> [Extract to read]:
————

As security threats become more and more prevalent, building software with security top of mind is essential. Security has become an increasing concern for container workloads specifically and, commensurately, for container base-image choice. Many conversations around choosing a secure base image focus on CVE counts, but security involves a lot more than that. 

One organization that has been leading the way in secure software development is the Debian Project. In this post, I will outline how and why Debian operates as a secure basis for development.

For more than 30 years, Debian’s diverse group of volunteers has provided a free, open, stable, and secure GNU/Linux distribution. Debian’s emphasis on engineering excellence and clean design, as well as its wide variety of packages and supported architectures, have made it not only a widely used distribution in its own right but also a meta-distribution. Many other Linux distributions, such as Ubuntu, Linux Mint, and Kali Linux, are built on top of Debian, as are many Docker Official Images (DOI). In fact, more than 1,000 Docker Official Images variants use the debian DOI or the Debian-derived ubuntu DOI as their base image. 

Why Debian?

As a bit of a disclaimer, I have been using Debian GNU/Linux for a long time. I remember installing Debian from floppy disks in the 1990s on a PC that I cobbled together, and later reinstalling so I could test prerelease versions of the netinst network installer. Installing over the network took a while using a 56-kbps modem. At those network speeds, you had to be very particular about which packages you chose in dselect. 

Having used a few other distributions before trying Debian, I still remember being amazed by how well-organized and architected the system was. No dangling or broken dependencies. No download failures. No incompatible shared libraries. No package conflicts, but rather a thoughtful handling of packages providing similar functionality. 

Much has changed over the years, no more floppies, dselect has been retired, my network connection speed has increased by a few orders of magnitude, and now I “install” Debian via docker pull debian. What has not changed is the feeling of amazement I have toward Debian and its community.

Open source software and security

Despite the achievements of the Debian project and the many other projects it has spawned, it is not without detractors. Like many other open source projects, Debian has received its share of criticsm in the past few years by opportunists lamenting the state of open source security. Writing about the software supply chain while bemoaning high-profile CVEs and pointing to malware that has been uploaded to an open source package ecosystem, such as PyPI or NPM, has become all too common. 

The pernicious assumption in such articles is that open source software is the problem. We know this is not the case. We’ve been through this before. Back when I was installing Debian over a 56-kbps modem, all sorts of fear, uncertainty, and doubt (FUD) was being spread by various proprietary software vendors. We learned then that open source is not a security problem — it is a security solution.

————

> [Stated problem]:
According to the post on Debian, what has made Debian a meta-distribution as well as a widely used distribution? Answer in one to three sentences. The data is unrelated to the post on Debian.

————

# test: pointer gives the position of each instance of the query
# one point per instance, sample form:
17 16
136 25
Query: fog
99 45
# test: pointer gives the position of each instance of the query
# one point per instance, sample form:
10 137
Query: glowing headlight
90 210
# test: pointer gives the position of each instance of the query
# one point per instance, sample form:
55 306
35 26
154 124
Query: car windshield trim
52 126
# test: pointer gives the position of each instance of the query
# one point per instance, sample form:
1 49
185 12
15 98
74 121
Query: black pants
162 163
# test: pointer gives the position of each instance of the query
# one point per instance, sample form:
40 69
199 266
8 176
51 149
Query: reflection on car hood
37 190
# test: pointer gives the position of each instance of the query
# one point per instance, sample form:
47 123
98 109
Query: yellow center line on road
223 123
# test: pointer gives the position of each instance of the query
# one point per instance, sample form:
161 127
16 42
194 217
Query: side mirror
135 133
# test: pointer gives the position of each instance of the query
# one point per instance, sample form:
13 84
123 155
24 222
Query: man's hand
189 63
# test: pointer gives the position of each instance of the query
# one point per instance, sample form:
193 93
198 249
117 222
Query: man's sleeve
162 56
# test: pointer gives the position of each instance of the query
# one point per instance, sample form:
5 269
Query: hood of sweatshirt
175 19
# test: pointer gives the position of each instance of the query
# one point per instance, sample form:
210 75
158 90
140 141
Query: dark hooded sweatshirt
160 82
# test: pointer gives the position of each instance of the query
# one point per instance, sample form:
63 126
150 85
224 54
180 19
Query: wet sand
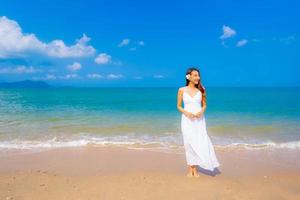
121 173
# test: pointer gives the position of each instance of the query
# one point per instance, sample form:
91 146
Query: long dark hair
199 85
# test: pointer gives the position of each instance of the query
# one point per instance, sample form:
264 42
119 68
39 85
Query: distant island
25 84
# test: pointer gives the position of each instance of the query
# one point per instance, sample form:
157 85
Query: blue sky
150 43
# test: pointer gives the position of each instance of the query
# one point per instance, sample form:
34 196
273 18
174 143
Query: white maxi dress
198 146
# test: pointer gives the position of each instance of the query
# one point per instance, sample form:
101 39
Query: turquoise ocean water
251 118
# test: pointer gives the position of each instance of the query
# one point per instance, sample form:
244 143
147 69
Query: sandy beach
121 173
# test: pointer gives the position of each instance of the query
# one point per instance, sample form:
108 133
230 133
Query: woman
198 147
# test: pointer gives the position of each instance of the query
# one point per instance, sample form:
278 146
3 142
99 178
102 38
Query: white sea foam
167 143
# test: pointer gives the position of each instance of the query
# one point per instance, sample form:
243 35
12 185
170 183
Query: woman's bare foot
190 174
195 172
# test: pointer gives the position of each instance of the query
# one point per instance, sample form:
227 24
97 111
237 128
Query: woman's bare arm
204 102
179 100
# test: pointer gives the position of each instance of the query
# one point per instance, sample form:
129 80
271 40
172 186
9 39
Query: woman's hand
199 114
189 115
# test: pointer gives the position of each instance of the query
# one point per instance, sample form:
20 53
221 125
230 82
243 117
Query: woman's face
194 78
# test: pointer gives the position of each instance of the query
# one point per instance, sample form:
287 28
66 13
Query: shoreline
121 173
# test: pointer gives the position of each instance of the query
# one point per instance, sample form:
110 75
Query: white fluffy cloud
114 76
94 76
227 32
14 43
58 77
75 66
242 43
158 76
19 70
124 42
103 58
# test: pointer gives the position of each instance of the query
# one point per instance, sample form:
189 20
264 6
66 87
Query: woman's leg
190 171
195 171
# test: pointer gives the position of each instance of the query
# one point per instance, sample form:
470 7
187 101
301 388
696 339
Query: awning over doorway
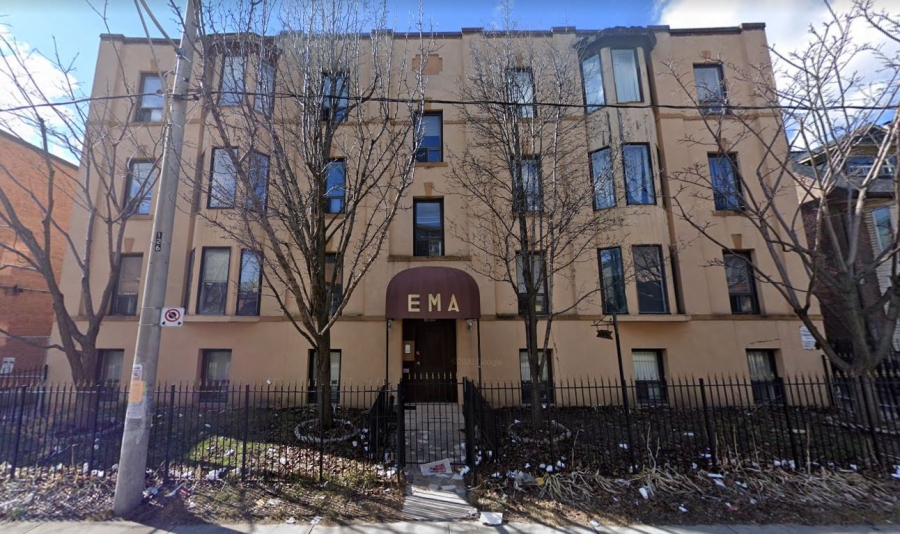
433 293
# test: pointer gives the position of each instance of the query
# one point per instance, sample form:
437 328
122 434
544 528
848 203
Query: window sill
401 258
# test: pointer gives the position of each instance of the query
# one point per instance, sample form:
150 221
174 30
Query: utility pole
139 414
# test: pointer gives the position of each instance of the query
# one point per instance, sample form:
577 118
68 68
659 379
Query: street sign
172 317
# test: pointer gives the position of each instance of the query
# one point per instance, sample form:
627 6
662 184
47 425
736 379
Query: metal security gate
430 431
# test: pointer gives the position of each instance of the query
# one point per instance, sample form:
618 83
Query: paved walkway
463 527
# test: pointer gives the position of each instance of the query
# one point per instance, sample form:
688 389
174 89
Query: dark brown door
433 374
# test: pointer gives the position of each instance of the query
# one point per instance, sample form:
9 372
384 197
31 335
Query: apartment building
695 311
26 309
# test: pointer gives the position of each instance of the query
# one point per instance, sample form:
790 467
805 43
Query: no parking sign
172 317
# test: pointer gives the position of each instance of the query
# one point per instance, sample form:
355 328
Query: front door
432 372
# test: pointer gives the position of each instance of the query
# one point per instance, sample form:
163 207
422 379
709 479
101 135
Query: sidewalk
463 527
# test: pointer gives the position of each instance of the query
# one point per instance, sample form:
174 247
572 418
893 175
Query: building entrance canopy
433 293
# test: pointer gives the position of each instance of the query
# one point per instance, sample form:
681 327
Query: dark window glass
141 177
638 175
429 227
249 284
127 287
335 182
213 281
429 129
649 274
741 285
726 186
150 105
612 278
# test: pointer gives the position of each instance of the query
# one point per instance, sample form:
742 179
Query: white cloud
30 78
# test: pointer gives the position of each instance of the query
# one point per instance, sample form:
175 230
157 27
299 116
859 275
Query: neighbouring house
678 315
26 309
876 232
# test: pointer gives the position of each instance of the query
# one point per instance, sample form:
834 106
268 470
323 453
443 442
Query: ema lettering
414 303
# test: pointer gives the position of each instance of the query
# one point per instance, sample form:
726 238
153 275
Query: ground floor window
335 377
763 376
215 370
649 377
546 376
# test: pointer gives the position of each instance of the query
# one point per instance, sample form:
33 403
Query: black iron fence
801 422
201 431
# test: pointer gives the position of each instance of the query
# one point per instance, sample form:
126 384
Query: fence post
169 419
870 418
710 436
20 406
779 384
246 432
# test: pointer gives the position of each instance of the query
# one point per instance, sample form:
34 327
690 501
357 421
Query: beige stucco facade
698 336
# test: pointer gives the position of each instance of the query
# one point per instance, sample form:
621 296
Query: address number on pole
172 317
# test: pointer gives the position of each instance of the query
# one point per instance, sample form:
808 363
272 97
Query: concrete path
463 527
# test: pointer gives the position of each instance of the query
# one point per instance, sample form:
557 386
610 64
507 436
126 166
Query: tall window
604 179
741 284
723 176
638 175
259 181
335 183
150 105
884 231
649 273
612 280
520 90
213 288
232 87
428 216
710 88
249 284
334 374
223 182
546 376
334 271
141 177
538 282
625 71
215 370
592 76
649 377
129 282
530 197
336 97
265 87
763 376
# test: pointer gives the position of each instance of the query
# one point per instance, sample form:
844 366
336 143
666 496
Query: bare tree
322 152
102 135
530 218
813 127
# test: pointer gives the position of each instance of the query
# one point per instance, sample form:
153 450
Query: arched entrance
430 301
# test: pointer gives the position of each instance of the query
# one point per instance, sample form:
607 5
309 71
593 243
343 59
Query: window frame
637 73
651 175
148 194
723 198
416 203
114 304
212 176
662 278
753 295
604 288
440 148
644 389
201 280
140 109
612 174
237 306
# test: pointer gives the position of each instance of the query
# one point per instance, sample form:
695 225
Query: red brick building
26 310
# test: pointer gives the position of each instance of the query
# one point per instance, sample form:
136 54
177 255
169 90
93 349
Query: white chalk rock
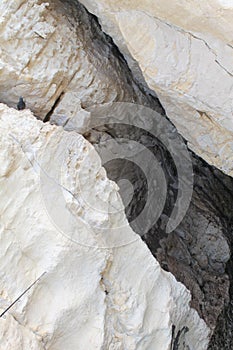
184 51
61 215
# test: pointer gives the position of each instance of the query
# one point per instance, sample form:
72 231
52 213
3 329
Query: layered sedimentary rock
100 290
53 55
56 56
184 51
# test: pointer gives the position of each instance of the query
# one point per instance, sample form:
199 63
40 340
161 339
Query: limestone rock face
51 51
184 51
100 291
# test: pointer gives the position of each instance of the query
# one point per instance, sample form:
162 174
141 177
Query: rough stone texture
184 51
52 51
61 77
113 298
198 251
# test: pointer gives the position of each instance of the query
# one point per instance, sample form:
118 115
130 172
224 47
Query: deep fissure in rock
197 252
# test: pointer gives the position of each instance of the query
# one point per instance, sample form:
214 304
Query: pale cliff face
184 50
90 297
103 288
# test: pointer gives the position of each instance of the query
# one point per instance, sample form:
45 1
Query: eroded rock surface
63 64
184 51
90 297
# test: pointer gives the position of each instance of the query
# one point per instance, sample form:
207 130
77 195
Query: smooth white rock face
184 50
101 290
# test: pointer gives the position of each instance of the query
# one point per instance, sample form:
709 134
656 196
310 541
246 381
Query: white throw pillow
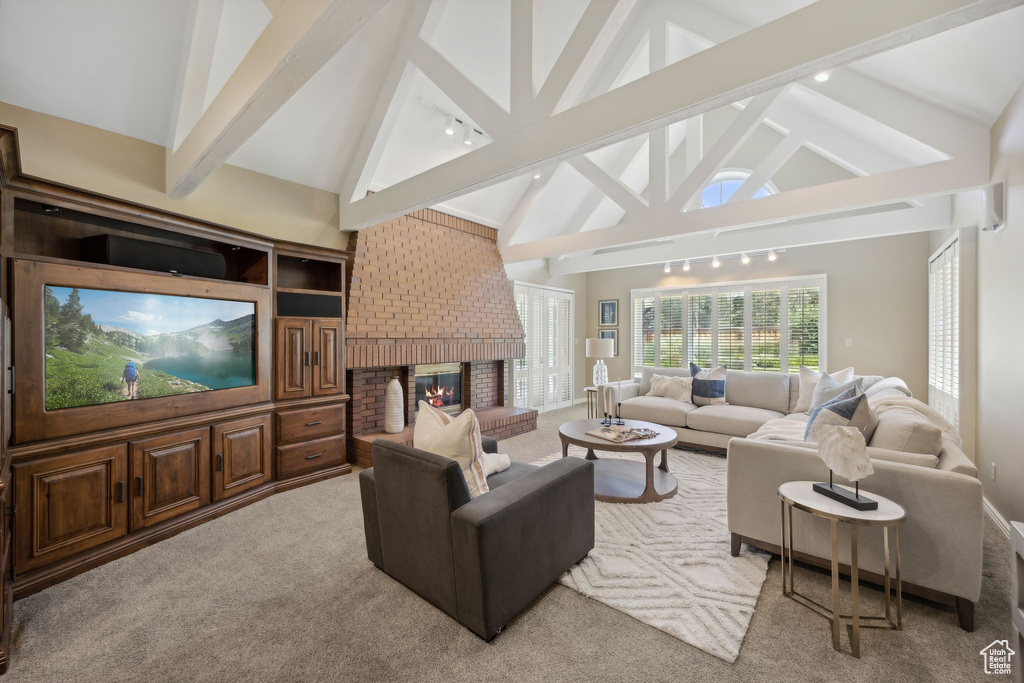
809 379
677 388
459 440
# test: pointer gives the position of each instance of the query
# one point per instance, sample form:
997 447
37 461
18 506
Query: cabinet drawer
310 456
310 423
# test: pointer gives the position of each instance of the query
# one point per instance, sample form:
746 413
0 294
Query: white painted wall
1000 326
878 297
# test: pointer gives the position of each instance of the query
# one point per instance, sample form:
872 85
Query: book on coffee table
621 434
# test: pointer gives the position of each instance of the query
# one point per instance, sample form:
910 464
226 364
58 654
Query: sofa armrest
609 393
941 540
511 543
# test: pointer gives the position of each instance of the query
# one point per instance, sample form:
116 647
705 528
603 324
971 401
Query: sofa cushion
647 373
709 385
513 471
767 390
668 412
677 388
906 429
843 411
733 420
809 380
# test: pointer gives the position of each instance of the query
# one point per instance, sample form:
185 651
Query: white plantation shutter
943 333
543 380
761 326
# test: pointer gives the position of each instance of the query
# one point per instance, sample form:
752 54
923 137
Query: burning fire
439 396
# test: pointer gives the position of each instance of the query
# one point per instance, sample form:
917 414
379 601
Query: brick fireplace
429 290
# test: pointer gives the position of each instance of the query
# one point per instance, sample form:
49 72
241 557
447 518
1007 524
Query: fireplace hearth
439 385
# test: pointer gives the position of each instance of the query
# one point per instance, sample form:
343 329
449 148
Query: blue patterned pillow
709 386
843 411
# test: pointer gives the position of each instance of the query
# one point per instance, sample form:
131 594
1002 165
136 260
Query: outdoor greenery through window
774 326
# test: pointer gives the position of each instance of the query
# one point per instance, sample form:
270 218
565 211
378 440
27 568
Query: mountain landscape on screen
110 346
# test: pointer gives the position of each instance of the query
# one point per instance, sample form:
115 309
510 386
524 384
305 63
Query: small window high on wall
759 326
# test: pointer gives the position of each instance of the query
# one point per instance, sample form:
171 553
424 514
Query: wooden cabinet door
292 351
242 456
170 476
69 503
328 367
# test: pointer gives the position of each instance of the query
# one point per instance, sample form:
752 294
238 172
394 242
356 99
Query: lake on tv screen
105 346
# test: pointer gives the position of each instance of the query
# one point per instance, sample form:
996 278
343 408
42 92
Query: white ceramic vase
394 413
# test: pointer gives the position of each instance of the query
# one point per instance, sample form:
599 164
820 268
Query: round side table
799 495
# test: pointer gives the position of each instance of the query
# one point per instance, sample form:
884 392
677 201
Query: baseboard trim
999 520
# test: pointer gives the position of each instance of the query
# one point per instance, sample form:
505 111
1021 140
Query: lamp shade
600 348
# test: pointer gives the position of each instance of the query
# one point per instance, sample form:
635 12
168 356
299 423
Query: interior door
328 347
69 503
242 456
170 475
292 357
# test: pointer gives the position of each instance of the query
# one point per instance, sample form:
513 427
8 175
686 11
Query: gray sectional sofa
916 466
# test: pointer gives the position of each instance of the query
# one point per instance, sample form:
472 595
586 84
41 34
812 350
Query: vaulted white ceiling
118 65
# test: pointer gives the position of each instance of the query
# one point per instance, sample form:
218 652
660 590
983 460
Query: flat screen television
104 346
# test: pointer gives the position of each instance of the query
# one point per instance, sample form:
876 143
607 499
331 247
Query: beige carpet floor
282 591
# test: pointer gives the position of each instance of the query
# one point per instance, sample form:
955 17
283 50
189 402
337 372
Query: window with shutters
760 326
943 332
543 380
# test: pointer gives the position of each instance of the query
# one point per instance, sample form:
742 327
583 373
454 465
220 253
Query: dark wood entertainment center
81 486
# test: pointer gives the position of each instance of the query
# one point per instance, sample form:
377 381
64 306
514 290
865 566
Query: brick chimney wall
429 288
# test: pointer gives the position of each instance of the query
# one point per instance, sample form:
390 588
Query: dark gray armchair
480 560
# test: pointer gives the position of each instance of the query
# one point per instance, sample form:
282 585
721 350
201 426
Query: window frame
748 286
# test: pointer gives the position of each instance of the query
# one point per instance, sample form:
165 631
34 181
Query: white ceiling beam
522 208
296 43
421 19
478 105
770 165
737 132
521 76
586 47
910 183
932 125
610 186
194 76
820 36
882 223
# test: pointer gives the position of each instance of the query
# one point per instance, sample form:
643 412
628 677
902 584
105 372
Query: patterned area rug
668 563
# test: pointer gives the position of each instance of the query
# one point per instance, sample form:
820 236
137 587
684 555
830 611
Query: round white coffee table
799 495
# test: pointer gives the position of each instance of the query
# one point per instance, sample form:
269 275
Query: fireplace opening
439 385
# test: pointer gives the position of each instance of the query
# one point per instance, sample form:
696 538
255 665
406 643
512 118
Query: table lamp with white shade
600 349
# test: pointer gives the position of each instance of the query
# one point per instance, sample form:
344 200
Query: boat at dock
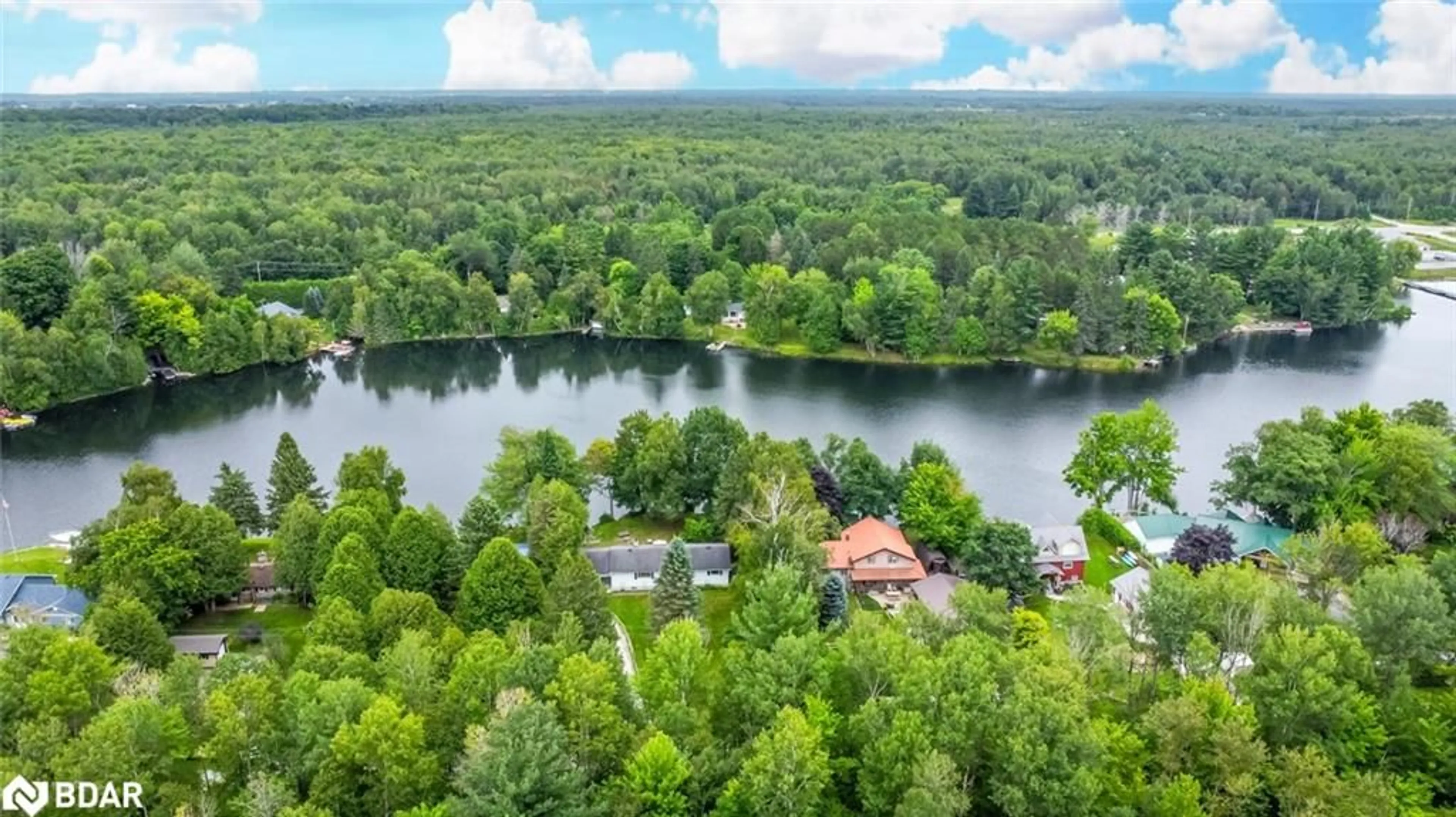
14 421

————

> [Answer to this exercise]:
Debian's emphasis on engineering excellence and clean design, together with its wide variety of packages and supported architectures, has made it a meta-distribution. Many other Linux distributions, such as Ubuntu, Linux Mint, and Kali Linux, are built on top of it, as are many Docker Official Images.